[Start Text provided]
The strategy is a part of natural sequence farming, developed by landscape regenerator Peter Andrews OAM. According to the system, weeds are pioneering plants that can protect from soil erosion and nutrient deficiency, and once slashed, soil fertility is built up, so that palatable grasses can replace the weeds.

"The whole point is that the soil is missing those structures and it gets them from the plant available once the weed is broken down, and then you can make it go faster by fertilising with the same sort of compounds in a natural form," Ms Zeimer said.

"It has to be a natural form not chemical, because the moment that we start putting too much chemical into the ground we've just lost all our microbes.

"You can't put the microbes back in until the soil structure is right for it and that's what rat's tail does, it breaks up the top soil structure and re-feeds it, changing the structure of soil to be able to accept the next generation of grasses.

"We've got to build with it rather than taking from it."

The couple recently received a project grant by the Fitzroy Basin Association to recover the fertility of a piece of land by applying the same strategy that they used on their own property.

This time they will be dealing with parthenium and lantenna.
[End Text provided]
Task statement - In the passage on natural sequence farming, write out the part from "The couple recently" up to and including "parthenium and lantenna.", swapping "couple" for "family".
[Start Given information]
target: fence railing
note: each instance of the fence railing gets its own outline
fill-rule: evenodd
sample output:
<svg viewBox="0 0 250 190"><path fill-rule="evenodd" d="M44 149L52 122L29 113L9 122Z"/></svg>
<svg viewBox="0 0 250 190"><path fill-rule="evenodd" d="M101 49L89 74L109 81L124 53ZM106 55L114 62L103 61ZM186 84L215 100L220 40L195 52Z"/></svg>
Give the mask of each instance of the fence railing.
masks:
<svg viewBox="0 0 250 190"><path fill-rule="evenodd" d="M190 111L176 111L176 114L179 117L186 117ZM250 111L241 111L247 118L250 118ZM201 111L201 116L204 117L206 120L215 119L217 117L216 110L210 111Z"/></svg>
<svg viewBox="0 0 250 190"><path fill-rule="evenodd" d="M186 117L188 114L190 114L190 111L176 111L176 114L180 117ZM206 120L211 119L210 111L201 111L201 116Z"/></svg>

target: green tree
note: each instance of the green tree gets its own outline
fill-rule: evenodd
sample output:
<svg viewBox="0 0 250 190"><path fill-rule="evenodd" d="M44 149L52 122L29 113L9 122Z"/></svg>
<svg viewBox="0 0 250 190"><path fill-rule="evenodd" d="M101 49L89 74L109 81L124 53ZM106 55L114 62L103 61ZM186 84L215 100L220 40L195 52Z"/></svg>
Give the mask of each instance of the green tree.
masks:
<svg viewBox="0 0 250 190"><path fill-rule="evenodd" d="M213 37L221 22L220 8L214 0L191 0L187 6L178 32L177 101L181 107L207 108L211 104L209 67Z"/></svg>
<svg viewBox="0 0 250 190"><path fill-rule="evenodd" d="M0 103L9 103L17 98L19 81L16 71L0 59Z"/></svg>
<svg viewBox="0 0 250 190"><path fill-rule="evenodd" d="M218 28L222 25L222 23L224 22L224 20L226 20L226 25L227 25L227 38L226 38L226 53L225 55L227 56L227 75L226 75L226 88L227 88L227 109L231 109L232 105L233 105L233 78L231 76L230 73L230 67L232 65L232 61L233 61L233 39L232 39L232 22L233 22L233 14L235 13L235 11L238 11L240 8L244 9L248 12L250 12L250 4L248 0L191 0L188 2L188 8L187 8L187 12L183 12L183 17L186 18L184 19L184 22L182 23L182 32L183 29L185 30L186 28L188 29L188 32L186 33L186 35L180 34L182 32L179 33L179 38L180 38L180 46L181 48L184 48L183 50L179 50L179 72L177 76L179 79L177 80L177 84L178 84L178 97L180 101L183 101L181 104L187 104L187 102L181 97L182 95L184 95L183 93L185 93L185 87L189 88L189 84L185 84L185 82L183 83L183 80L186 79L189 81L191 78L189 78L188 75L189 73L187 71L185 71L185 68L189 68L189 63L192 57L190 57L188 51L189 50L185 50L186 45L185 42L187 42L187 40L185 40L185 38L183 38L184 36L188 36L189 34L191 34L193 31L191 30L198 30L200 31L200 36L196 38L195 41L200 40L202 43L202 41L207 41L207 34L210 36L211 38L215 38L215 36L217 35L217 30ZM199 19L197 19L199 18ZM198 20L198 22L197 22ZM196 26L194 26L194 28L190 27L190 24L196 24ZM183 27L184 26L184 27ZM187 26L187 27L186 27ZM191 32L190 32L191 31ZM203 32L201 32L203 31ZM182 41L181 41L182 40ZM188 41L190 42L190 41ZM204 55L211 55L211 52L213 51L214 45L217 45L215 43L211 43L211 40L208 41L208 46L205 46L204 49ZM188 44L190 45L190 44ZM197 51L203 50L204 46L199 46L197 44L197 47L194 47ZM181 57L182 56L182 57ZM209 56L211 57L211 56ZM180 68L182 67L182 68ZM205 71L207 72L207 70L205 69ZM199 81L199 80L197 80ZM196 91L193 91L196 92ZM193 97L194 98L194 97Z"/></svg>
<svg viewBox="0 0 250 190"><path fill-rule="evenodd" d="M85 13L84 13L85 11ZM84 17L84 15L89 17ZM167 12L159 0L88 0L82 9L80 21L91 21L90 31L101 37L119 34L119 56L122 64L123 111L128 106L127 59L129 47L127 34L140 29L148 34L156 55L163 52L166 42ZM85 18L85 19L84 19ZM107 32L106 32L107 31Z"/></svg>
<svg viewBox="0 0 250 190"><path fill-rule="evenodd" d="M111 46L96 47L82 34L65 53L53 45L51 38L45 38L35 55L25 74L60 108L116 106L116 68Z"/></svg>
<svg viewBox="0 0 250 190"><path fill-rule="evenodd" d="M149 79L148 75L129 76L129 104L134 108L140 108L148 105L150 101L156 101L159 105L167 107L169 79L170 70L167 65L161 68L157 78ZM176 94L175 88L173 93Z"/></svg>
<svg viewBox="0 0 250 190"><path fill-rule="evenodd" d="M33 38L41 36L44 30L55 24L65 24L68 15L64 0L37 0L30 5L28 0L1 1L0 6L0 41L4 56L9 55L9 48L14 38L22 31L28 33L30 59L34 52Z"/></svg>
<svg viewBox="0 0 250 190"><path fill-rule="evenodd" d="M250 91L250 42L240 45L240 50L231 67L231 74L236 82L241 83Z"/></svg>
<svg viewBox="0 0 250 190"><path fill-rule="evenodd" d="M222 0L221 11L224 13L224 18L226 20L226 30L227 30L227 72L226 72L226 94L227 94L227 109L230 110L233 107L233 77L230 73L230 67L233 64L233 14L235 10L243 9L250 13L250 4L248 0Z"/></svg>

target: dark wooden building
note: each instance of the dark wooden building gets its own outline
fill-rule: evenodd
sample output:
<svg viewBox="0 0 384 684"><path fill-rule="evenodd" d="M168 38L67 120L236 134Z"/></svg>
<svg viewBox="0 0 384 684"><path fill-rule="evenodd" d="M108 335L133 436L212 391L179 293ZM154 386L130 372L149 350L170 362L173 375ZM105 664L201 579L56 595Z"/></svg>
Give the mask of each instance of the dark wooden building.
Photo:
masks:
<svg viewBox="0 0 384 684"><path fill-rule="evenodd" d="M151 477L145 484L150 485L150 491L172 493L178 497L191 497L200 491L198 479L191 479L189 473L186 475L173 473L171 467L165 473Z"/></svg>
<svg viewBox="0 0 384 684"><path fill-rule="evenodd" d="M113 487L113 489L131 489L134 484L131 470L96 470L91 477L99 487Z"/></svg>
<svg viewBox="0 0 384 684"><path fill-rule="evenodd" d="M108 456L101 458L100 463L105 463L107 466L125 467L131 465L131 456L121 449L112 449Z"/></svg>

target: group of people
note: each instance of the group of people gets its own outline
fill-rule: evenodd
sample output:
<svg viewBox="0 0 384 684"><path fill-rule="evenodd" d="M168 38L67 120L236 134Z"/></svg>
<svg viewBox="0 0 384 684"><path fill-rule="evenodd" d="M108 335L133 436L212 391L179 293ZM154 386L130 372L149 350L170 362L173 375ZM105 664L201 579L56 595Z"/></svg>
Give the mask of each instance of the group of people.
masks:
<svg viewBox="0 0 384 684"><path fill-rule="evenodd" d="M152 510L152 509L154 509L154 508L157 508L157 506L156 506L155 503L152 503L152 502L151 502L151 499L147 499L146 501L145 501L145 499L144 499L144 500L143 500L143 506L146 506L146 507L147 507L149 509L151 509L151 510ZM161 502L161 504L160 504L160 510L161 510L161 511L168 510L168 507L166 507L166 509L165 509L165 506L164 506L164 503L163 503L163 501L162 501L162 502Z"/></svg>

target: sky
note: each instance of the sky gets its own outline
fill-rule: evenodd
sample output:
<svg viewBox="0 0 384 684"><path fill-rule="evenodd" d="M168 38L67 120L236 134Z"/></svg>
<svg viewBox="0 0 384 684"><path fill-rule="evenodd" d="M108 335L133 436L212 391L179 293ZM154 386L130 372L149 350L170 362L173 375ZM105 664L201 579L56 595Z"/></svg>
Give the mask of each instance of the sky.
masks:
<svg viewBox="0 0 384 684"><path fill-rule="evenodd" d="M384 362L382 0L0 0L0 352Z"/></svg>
[End Given information]
[Start Given information]
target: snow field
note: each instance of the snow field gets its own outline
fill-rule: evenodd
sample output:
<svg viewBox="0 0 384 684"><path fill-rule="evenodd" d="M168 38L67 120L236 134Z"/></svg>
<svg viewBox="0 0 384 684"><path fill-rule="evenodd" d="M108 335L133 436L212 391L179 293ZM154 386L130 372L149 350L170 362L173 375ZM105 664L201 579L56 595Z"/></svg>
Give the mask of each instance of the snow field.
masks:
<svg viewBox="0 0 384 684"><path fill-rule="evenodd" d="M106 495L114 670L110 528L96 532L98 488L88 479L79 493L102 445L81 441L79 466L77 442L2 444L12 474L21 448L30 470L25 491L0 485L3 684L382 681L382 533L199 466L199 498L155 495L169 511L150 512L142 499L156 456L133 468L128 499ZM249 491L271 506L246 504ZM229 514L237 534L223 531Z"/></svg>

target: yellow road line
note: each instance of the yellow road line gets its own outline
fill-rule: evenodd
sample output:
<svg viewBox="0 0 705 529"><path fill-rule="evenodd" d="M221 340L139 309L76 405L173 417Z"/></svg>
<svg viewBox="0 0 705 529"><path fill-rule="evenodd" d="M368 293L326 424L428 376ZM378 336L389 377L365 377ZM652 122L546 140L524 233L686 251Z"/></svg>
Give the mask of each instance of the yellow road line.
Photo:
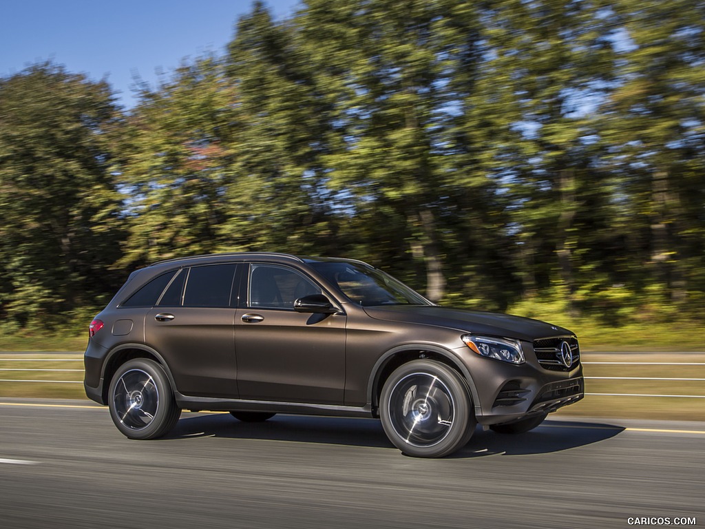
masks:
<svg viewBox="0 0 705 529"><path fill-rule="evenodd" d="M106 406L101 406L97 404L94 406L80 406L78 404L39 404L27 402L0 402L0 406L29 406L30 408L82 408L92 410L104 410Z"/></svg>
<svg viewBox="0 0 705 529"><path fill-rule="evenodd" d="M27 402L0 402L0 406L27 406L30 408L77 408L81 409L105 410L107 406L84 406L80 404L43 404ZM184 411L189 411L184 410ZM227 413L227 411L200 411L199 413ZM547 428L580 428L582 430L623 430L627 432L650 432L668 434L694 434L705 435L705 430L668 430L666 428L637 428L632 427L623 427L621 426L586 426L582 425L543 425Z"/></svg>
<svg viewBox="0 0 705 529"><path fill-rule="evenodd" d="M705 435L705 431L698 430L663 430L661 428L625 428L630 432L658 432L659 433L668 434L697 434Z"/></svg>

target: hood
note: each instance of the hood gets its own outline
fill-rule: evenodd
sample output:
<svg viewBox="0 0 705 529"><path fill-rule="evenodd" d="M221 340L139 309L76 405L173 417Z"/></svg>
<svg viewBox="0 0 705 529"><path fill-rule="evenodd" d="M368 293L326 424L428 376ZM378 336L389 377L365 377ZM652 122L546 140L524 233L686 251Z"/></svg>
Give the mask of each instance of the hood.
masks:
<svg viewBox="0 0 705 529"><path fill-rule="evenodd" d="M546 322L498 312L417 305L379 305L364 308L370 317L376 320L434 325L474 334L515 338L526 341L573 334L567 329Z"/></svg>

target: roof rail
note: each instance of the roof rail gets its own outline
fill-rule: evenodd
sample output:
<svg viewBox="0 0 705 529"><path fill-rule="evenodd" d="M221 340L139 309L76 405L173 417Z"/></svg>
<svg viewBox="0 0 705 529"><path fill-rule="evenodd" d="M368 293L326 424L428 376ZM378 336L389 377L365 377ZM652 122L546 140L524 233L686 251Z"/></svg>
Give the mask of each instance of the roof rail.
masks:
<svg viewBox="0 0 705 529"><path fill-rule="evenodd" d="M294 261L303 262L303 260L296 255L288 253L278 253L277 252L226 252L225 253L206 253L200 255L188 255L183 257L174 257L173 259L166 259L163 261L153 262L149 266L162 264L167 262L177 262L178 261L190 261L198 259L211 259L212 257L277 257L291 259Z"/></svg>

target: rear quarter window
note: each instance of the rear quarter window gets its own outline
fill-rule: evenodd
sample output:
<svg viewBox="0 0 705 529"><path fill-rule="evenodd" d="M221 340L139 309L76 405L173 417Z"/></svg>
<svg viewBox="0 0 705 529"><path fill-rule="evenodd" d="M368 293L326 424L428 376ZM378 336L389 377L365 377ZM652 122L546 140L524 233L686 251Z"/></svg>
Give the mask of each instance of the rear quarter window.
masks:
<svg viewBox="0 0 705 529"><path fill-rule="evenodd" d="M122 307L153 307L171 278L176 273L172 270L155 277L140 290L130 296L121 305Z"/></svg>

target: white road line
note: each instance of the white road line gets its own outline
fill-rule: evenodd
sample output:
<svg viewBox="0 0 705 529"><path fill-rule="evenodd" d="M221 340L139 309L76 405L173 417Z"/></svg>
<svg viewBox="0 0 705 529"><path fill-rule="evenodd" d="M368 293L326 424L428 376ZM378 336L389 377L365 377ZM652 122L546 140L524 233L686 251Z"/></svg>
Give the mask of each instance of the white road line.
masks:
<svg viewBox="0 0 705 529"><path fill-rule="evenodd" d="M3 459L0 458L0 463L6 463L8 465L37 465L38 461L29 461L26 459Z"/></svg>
[End Given information]
[Start Given information]
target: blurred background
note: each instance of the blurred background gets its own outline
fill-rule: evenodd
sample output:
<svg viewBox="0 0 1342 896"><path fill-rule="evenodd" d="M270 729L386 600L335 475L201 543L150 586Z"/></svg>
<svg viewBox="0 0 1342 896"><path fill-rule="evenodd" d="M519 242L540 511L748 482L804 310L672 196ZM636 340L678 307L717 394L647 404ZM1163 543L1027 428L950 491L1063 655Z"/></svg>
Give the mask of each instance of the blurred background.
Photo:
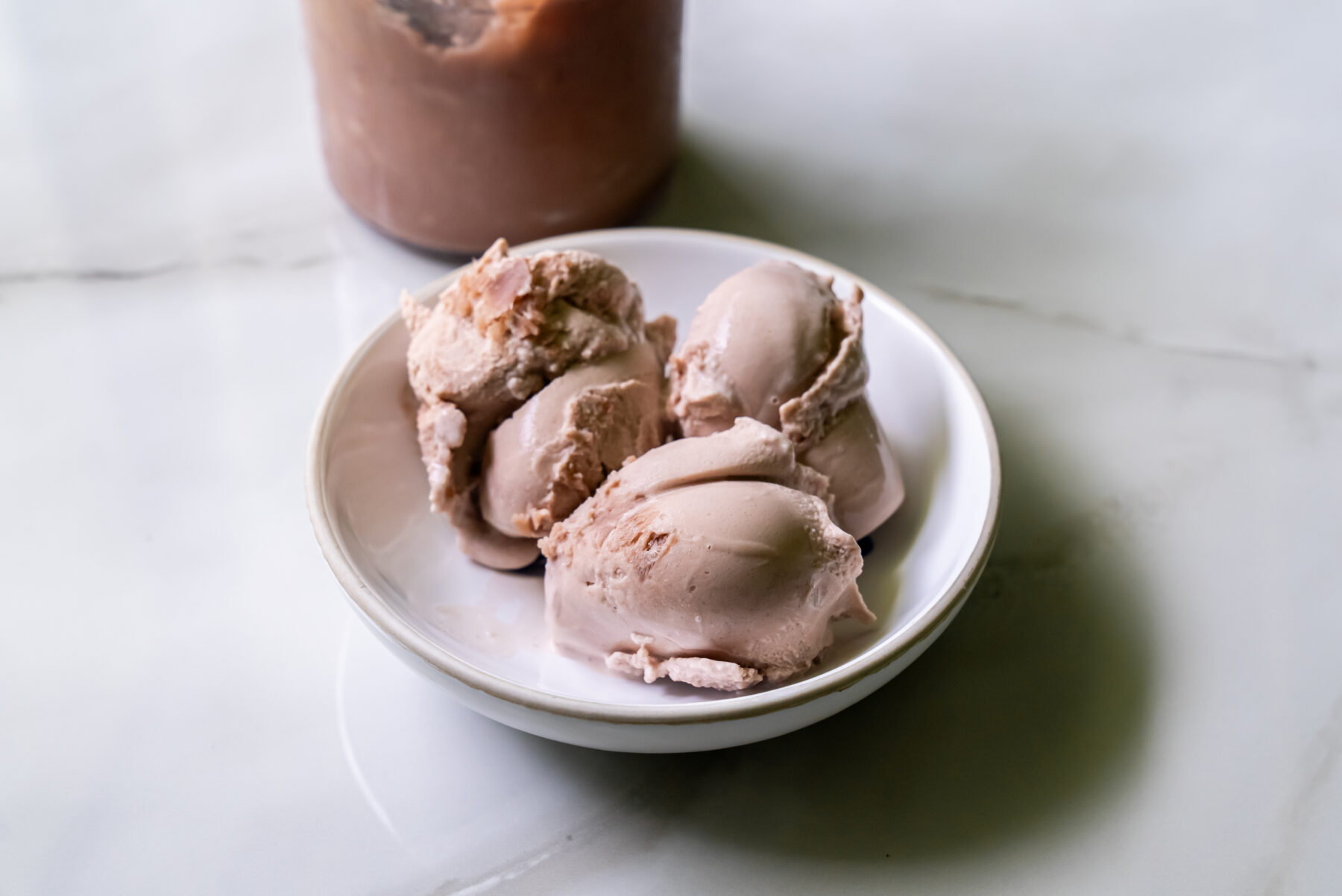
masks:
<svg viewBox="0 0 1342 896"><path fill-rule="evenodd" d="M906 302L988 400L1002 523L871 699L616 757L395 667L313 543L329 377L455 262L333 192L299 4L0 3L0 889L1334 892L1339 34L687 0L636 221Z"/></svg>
[End Given information]
Exercise result -
The family recently received a project grant by the Fitzroy Basin Association to recover the fertility of a piece of land by applying the same strategy that they used on their own property.

This time they will be dealing with parthenium and lantenna.